START PAGE EXTRACT

MIT researchers have developed an AI-powered method to design nanoparticles that deliver RNA vaccines and therapies more effectively. By training a machine learning model on thousands of existing delivery particles, they were able to predict better-performing materials, tailor them for different cell types, and incorporate new components faster than ever before.
RNA vaccines, like those for COVID-19, rely on lipid nanoparticles (LNPs) to protect mRNA and help it enter cells. MIT’s approach uses a custom AI model called COMET, inspired by the transformer architecture behind large language models. Unlike typical drug-discovery AI that optimizes single compounds, COMET learns how multiple interacting ingredients in LNPs influence delivery efficiency.
To build the model, researchers created and tested around 3,000 LNP formulations. COMET’s predictions not only outperformed training examples but in some cases surpassed commercial LNPs. The AI also identified particle designs suited for specific cell types, such as colorectal cancer-derived Caco-2 cells, and even formulations that withstand freeze-drying for longer shelf life.

END PAGE EXTRACT
START DATA FOR REVIEW

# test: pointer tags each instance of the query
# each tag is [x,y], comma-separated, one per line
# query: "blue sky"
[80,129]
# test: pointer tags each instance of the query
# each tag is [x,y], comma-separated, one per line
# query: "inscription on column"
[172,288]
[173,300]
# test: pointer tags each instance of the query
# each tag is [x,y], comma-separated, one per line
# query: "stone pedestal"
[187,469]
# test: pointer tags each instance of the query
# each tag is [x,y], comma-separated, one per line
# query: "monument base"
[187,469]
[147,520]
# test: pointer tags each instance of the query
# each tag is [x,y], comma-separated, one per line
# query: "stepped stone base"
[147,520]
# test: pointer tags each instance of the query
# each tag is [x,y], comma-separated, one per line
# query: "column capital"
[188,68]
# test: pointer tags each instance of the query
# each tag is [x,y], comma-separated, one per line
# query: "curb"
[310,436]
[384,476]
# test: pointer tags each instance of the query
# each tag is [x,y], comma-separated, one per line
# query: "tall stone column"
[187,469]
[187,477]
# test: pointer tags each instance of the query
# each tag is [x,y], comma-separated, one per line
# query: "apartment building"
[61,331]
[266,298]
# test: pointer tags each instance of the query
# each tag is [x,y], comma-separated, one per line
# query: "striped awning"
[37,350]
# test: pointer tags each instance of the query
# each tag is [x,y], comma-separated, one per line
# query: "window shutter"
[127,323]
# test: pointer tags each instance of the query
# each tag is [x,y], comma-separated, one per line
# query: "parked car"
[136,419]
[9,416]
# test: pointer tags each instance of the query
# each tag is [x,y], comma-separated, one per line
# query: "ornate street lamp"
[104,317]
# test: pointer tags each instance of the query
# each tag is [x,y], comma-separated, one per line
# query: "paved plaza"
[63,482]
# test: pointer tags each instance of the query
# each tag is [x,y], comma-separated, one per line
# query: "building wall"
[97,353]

END DATA FOR REVIEW

# ACTION ITEM
In the piece on AI-designed RNA delivery particles, rewrite the paragraph beginning "To build the model" as a short bulleted list that keeps its main facts. The rows above were taken from a separate source.

# WORKED SOLUTION
- Researchers created and tested about 3,000 LNP formulations to build the model.
- COMET's predictions outperformed the training examples and in some cases surpassed commercial LNPs.
- The AI identified particle designs suited to specific cell types, such as colorectal cancer-derived Caco-2 cells.
- It also found formulations that withstand freeze-drying for a longer shelf life.